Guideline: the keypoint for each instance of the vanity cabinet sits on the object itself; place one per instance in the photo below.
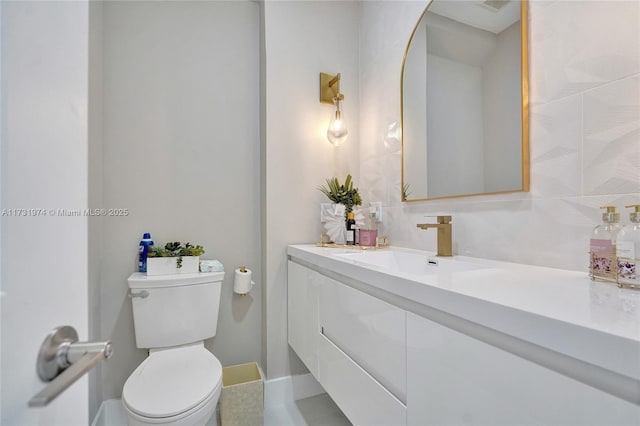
(302, 314)
(353, 343)
(455, 379)
(383, 365)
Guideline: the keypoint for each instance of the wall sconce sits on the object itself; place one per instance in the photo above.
(330, 94)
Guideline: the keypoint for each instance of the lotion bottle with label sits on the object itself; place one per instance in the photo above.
(628, 249)
(602, 245)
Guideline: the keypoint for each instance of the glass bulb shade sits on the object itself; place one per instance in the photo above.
(337, 132)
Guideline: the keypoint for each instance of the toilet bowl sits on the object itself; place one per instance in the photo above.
(180, 382)
(177, 386)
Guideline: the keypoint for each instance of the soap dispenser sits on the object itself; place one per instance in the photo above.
(628, 248)
(602, 245)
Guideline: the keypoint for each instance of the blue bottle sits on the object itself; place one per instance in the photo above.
(145, 243)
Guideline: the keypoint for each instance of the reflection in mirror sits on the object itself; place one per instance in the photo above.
(465, 101)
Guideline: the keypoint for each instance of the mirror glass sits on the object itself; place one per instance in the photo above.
(465, 101)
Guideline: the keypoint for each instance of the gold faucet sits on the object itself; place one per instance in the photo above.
(444, 234)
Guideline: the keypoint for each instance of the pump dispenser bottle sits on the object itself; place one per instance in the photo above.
(603, 245)
(628, 249)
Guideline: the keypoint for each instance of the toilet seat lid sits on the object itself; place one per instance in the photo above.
(170, 382)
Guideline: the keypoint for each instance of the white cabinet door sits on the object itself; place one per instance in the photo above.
(368, 330)
(302, 314)
(454, 379)
(362, 399)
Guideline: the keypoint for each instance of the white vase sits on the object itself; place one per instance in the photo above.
(169, 265)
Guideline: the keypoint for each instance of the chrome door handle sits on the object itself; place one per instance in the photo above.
(62, 360)
(144, 294)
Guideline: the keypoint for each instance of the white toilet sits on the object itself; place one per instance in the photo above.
(179, 383)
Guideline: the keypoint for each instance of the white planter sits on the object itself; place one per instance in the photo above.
(169, 265)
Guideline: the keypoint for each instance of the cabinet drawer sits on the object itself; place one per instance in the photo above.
(362, 399)
(302, 314)
(368, 330)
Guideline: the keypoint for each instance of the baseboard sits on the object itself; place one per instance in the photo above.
(110, 413)
(290, 388)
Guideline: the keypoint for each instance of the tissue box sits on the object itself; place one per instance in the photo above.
(169, 265)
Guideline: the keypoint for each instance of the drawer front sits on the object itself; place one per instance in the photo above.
(362, 399)
(302, 314)
(368, 330)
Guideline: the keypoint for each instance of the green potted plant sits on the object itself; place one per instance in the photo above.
(344, 193)
(174, 258)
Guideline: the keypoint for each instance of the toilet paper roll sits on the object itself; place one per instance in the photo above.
(242, 282)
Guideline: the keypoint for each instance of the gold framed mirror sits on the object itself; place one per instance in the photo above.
(465, 101)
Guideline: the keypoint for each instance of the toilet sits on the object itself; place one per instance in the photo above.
(179, 383)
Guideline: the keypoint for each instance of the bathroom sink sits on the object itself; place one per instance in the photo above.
(409, 262)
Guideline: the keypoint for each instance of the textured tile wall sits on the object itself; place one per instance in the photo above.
(584, 134)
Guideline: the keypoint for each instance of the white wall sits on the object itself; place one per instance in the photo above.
(585, 125)
(181, 151)
(302, 39)
(44, 167)
(95, 194)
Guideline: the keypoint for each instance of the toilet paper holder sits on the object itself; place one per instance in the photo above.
(242, 282)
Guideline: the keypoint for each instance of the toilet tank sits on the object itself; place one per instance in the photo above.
(176, 309)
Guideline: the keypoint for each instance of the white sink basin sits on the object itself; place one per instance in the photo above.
(409, 262)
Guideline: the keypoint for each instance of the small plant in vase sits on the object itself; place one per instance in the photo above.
(340, 229)
(178, 251)
(344, 193)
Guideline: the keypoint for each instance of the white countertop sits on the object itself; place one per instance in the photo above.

Your instructions: Could you reproduce every record above exactly, leaving out the pictures?

Answer to this task:
Guideline: the keypoint for each instance of the vanity cabinet sits on the object itself; place one per instance in the photo below.
(302, 314)
(353, 343)
(455, 379)
(383, 365)
Guideline: the keypoint for each instance of the wall sconce sits on the object itself; place one per instance in the photo above.
(330, 94)
Guideline: the keypoint for each instance of the lotion bottle with label sits on the object itself; place one per instance in the photo above.
(628, 249)
(602, 245)
Guideline: the keypoint for each instance of the glass bulb shade sits on the object itself; place one per instance in the photo above.
(337, 132)
Guideline: the keypoint for each instance of the toilet bowl sits on the object itself; place one per instance in the photo above.
(180, 382)
(177, 386)
Guideline: the keypoint for each instance of the soap dispenser sits on the object itself; place one per instance in the photo above.
(628, 248)
(602, 245)
Guideline: the keypoint for each instance of the blue bottle sits on the object itself; place one per instance in the photo above.
(145, 243)
Guideline: the keypoint for each instance of the reflection in mirror sits on the object itself; place one per instance in the photo above.
(465, 101)
Guideline: the keypoint for each instance of the mirror glass sits on the object itself; place one per instance in the photo above.
(465, 101)
Guideline: the keypoint for each instance of the gold faucet sits on the object itself; place one per instance in the photo above.
(444, 234)
Guideline: the keypoint for each instance of the pump dispenser bottle sits on the object itself; place one per instance in the photo above.
(603, 245)
(628, 249)
Guideline: the keypoint for each instance of the toilet seat lid sits on the object itself; place one per instance in the photo above.
(170, 382)
Guideline: the keypoint for each instance of the white cabinet door sits on the object itself; place one per instance in the photo above.
(368, 330)
(302, 314)
(454, 379)
(362, 399)
Guideline: the keypoint for each instance of the white vase sits on the object itself; place one per instance in the photo above.
(169, 265)
Guideline: the keypoint for each instance of the chrome door handle sits on the object itself; place one per instance in the photo above.
(62, 360)
(144, 294)
Guideline: the keypoint for each instance of the white toilet sits on the object itself; place one per instance in the photo above.
(179, 383)
Guideline: the keypoint for each instance of the white planter sits on the object itself; place one per instance in the photo above.
(169, 265)
Guideline: the keypoint for each instance of the cabinet drawer sits on the object itself; place one per instance in the photo above.
(362, 399)
(302, 314)
(368, 330)
Guideline: the keypoint for each instance of the baseboard sits on the object itself; place one per instance in the photo above.
(110, 413)
(290, 388)
Guideline: the keypoint for each instance of the tissue box sits on the object itself; place one per instance in the photo above.
(169, 265)
Guideline: the keypoint for each instance of the drawer front sits on the object itself; place one per instance in the photo above.
(362, 399)
(302, 314)
(368, 330)
Guideline: the keypoint for each instance of the green potted plant sits on the object itself; place one per instance in the photo above.
(344, 193)
(174, 258)
Guideline: the keypoint for each instance of the toilet paper roll sits on the object itself; place one per instance in the photo above.
(242, 282)
Guideline: the keypoint for each instance of the gold framed mirror sits on the object itself; place one per instance in the photo above.
(465, 101)
Guideline: the keypoint for each instance of the toilet sits on the object itself; place one per instance in the photo above.
(179, 383)
Guideline: the keypoint for each instance of the bathroom sink sits on the object itself; place one per instance in the photo above.
(409, 262)
Guideline: the keypoint for each instance of the textured tile wall sits on the object itself; place one per instance in the photo above.
(584, 134)
Guideline: the keypoint for each instance of the white wall sits on the object itself; place one per instance in the photo above.
(585, 125)
(181, 151)
(302, 39)
(44, 167)
(95, 194)
Guideline: the keypoint for each instance of the toilet paper holder sits on the object itself; place one per instance in the photo above.
(242, 282)
Guideline: the keypoint for each instance of the toilet tank sits on the object itself; place one per instance in the photo above.
(176, 309)
Guideline: the keypoint for each instance of the white sink basin sits on the object itself; place one per instance in the photo above.
(409, 262)
Guideline: the keypoint for each instance of the small plant in vase sits on the object itself; place one per instance in the photo above.
(340, 229)
(178, 251)
(344, 193)
Guideline: the keypoint for each instance of the white countertop sits on the object itself; place one per instance in the photo above.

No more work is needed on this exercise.